Make an exact copy of the lines starting at the top of the listing below and ending at the line that contains "box: [0, 0, 474, 317]", inclusive.

+-------+

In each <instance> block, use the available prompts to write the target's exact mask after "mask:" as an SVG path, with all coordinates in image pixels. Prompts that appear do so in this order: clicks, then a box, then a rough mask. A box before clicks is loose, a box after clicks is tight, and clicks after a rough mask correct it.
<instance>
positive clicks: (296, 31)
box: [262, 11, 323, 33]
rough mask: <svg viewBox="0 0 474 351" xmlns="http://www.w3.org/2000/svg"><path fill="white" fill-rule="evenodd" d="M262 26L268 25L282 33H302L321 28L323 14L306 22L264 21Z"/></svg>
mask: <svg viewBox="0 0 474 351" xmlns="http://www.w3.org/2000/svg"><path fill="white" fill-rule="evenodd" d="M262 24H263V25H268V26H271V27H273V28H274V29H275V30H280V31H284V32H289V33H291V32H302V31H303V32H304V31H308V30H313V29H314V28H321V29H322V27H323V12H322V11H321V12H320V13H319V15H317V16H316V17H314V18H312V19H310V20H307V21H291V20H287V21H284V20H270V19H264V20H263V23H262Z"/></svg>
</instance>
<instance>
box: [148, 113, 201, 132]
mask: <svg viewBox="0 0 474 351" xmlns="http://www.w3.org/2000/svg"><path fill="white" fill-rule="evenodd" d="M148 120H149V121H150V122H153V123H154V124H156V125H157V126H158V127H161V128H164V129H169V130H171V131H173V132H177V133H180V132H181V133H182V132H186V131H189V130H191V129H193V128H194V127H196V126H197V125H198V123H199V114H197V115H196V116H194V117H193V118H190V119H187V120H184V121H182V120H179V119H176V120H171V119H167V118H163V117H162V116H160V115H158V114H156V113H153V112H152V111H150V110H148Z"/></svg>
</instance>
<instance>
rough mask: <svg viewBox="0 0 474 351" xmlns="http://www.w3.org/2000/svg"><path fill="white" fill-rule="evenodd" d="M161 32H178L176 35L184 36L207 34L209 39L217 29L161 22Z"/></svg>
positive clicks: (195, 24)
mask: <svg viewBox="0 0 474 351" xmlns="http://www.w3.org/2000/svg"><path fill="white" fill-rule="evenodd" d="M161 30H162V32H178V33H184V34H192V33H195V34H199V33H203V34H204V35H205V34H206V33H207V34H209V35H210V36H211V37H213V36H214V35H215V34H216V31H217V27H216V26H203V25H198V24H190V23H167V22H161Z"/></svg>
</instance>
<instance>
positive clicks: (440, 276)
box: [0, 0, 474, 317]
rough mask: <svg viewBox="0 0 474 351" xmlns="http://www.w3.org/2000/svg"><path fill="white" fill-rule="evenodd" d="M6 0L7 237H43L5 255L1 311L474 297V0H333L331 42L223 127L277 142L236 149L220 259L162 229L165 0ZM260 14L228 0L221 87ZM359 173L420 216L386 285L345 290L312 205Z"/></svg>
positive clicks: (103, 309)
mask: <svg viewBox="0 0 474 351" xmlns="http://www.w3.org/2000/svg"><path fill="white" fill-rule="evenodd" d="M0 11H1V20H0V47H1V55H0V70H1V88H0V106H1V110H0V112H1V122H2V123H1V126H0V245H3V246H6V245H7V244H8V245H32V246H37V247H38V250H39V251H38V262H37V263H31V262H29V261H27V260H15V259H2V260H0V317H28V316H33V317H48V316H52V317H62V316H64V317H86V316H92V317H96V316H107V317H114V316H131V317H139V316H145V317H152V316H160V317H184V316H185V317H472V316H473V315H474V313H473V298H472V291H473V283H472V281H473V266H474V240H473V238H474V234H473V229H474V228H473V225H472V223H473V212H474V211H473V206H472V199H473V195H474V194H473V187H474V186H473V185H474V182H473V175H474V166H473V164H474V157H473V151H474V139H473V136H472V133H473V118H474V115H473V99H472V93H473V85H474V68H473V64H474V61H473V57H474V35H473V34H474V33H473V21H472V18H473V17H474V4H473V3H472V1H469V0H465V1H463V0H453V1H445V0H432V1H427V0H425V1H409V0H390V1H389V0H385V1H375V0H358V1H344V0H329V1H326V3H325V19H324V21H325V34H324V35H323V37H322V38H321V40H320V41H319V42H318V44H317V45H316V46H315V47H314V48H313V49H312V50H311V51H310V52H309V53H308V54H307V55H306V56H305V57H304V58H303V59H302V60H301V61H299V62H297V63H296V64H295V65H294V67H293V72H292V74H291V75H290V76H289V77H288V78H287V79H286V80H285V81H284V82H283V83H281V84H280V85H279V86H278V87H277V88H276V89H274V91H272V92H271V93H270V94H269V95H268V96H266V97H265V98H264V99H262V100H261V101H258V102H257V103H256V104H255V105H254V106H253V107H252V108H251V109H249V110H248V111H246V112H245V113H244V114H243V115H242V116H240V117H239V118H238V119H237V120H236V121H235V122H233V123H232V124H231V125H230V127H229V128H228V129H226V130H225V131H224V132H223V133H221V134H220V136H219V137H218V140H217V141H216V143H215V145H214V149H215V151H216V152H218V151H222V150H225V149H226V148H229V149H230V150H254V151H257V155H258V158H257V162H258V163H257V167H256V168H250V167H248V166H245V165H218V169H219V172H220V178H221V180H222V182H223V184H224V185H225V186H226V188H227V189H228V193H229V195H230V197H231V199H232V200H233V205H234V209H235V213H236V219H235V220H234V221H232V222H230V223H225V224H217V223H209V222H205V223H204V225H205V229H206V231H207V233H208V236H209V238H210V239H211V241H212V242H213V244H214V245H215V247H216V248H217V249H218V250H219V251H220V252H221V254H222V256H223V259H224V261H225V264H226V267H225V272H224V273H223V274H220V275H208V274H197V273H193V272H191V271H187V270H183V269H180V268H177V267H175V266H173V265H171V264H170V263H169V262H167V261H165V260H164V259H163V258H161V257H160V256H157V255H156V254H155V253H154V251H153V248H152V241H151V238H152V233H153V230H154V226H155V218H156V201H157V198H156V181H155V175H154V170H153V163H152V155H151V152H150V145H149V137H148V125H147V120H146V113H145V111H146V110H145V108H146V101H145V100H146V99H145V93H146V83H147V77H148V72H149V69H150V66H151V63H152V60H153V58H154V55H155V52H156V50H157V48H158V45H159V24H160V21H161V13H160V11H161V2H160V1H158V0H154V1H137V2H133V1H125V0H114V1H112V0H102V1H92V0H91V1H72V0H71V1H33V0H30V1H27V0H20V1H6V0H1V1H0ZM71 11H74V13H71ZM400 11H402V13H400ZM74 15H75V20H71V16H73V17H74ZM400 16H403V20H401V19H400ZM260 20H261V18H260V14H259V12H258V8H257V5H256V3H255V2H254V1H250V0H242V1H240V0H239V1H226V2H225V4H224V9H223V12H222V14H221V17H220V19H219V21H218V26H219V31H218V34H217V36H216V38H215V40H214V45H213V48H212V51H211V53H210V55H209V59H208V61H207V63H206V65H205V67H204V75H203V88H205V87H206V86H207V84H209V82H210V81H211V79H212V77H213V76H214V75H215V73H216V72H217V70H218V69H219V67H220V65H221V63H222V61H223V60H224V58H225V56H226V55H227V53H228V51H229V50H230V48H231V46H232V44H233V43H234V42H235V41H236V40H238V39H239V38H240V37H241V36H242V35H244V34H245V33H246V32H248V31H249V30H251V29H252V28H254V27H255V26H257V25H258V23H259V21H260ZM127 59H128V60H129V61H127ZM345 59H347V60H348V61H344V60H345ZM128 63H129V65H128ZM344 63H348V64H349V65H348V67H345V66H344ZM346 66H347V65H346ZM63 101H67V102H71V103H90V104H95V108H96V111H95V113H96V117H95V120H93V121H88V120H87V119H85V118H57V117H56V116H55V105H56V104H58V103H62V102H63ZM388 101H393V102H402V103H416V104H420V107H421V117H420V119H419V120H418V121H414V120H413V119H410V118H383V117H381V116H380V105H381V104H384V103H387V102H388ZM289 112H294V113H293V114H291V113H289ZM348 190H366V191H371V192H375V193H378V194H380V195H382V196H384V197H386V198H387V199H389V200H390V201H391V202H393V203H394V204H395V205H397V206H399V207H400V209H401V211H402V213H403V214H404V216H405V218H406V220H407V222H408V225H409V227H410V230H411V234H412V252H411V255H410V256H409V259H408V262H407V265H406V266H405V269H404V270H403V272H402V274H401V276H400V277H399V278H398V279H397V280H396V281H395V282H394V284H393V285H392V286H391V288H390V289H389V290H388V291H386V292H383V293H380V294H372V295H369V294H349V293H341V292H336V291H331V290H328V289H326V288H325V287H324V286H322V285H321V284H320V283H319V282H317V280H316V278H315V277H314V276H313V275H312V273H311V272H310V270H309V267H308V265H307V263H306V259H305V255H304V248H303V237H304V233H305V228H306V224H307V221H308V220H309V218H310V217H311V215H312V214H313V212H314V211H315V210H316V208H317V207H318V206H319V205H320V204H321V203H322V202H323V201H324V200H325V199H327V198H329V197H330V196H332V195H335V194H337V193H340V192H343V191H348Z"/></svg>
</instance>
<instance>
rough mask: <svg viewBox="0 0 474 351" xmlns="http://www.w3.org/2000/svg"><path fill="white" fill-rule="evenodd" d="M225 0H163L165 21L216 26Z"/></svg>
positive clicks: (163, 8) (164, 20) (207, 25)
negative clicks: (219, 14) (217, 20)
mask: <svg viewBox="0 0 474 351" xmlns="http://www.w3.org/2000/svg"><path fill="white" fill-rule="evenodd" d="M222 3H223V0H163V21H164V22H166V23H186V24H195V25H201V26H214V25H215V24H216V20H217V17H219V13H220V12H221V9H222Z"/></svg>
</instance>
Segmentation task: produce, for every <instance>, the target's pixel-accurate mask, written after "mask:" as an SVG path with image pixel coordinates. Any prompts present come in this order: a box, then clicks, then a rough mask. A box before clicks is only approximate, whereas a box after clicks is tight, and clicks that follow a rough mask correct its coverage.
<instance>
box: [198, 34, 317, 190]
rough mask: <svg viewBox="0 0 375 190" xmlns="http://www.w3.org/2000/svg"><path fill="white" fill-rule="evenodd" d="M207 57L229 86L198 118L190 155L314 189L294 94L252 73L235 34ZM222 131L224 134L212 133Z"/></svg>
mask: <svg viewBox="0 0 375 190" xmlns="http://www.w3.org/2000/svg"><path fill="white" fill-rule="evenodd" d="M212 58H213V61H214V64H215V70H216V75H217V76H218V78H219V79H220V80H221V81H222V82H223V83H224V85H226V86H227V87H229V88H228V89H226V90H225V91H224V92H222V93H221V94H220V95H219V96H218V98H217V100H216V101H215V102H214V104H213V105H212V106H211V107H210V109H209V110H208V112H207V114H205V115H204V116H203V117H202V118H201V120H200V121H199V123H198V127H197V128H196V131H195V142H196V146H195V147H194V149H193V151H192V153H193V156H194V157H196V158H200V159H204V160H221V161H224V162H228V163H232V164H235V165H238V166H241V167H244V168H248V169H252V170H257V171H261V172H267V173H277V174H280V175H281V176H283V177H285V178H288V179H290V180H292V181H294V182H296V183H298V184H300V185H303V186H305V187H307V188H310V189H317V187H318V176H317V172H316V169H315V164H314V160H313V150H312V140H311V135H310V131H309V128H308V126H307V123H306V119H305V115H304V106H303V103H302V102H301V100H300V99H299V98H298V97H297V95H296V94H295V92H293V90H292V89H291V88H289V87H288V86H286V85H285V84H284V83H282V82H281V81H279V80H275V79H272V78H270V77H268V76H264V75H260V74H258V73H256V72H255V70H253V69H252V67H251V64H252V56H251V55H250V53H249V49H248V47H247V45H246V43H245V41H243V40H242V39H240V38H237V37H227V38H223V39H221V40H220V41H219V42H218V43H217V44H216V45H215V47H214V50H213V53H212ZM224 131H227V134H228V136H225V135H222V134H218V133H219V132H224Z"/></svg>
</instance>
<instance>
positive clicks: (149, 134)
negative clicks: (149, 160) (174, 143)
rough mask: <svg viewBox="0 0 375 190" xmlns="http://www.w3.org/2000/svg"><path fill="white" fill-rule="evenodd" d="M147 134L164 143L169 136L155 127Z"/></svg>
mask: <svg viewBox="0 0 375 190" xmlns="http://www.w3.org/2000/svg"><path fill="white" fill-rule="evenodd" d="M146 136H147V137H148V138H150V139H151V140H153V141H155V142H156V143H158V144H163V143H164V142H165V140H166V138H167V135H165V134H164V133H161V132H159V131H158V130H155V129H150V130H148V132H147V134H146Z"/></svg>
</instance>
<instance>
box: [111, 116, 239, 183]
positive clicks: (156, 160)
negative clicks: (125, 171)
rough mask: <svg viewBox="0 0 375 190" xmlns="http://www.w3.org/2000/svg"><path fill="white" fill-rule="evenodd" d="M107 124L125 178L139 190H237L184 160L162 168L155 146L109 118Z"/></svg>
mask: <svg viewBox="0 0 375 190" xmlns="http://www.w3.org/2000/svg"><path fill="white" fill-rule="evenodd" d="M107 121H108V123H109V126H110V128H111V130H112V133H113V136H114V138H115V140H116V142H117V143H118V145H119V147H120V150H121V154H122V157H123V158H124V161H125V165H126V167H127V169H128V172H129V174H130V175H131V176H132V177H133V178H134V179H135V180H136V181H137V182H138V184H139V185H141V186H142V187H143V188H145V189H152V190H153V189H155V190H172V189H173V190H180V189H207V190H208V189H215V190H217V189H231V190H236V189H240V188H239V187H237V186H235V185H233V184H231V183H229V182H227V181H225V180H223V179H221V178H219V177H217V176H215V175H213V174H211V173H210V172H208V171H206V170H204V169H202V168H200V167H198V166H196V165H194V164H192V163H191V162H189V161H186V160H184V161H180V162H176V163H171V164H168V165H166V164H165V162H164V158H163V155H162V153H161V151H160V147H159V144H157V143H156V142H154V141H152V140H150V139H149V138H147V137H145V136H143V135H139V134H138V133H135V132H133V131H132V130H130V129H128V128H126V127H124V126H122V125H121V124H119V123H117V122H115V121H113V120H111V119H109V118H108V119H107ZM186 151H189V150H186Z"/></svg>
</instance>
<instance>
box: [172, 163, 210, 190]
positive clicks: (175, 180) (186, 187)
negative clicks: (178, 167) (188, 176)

+-------+

- [Output for this task]
In each <instance> block, use the available prompts to write the target's exact mask after "mask:" as an SVG path, with all coordinates in image pixels. Prompts that appear do so in this order: clicks, then a box, then a rough mask. A box before clicks is loose, a box after clicks is tight, and clicks after a rough mask correct it.
<instance>
positive clicks: (296, 31)
box: [262, 11, 323, 33]
rough mask: <svg viewBox="0 0 474 351" xmlns="http://www.w3.org/2000/svg"><path fill="white" fill-rule="evenodd" d="M262 26L268 25L282 33H302L321 28L323 14L306 22L264 21Z"/></svg>
mask: <svg viewBox="0 0 474 351" xmlns="http://www.w3.org/2000/svg"><path fill="white" fill-rule="evenodd" d="M262 24H263V25H268V26H271V27H273V28H274V29H275V30H280V31H284V32H289V33H291V32H302V31H303V32H304V31H308V30H313V29H314V28H321V29H322V27H323V12H322V11H321V12H320V13H319V15H317V16H316V17H314V18H312V19H310V20H307V21H291V20H287V21H284V20H270V19H264V20H263V23H262Z"/></svg>
</instance>
<instance>
box: [148, 113, 201, 132]
mask: <svg viewBox="0 0 474 351" xmlns="http://www.w3.org/2000/svg"><path fill="white" fill-rule="evenodd" d="M148 120H149V121H150V122H153V123H154V124H156V125H157V126H158V127H161V128H164V129H169V130H171V131H173V132H177V133H180V132H181V133H182V132H186V131H189V130H191V129H193V128H194V127H196V126H197V125H198V123H199V114H197V115H196V116H194V117H193V118H190V119H187V120H184V121H182V120H179V119H176V120H171V119H167V118H163V117H162V116H160V115H158V114H156V113H153V112H152V111H150V110H148Z"/></svg>
</instance>
<instance>
rough mask: <svg viewBox="0 0 474 351" xmlns="http://www.w3.org/2000/svg"><path fill="white" fill-rule="evenodd" d="M161 32H178L176 35L184 36L207 34L209 39L217 29L161 22Z"/></svg>
positive clicks: (195, 24)
mask: <svg viewBox="0 0 474 351" xmlns="http://www.w3.org/2000/svg"><path fill="white" fill-rule="evenodd" d="M161 30H162V32H178V33H184V34H192V33H195V34H199V33H203V34H204V35H205V34H206V33H207V34H209V35H210V36H211V37H213V36H214V35H215V34H216V31H217V27H216V26H203V25H198V24H190V23H167V22H161Z"/></svg>
</instance>
<instance>
positive clicks: (440, 276)
box: [0, 0, 474, 317]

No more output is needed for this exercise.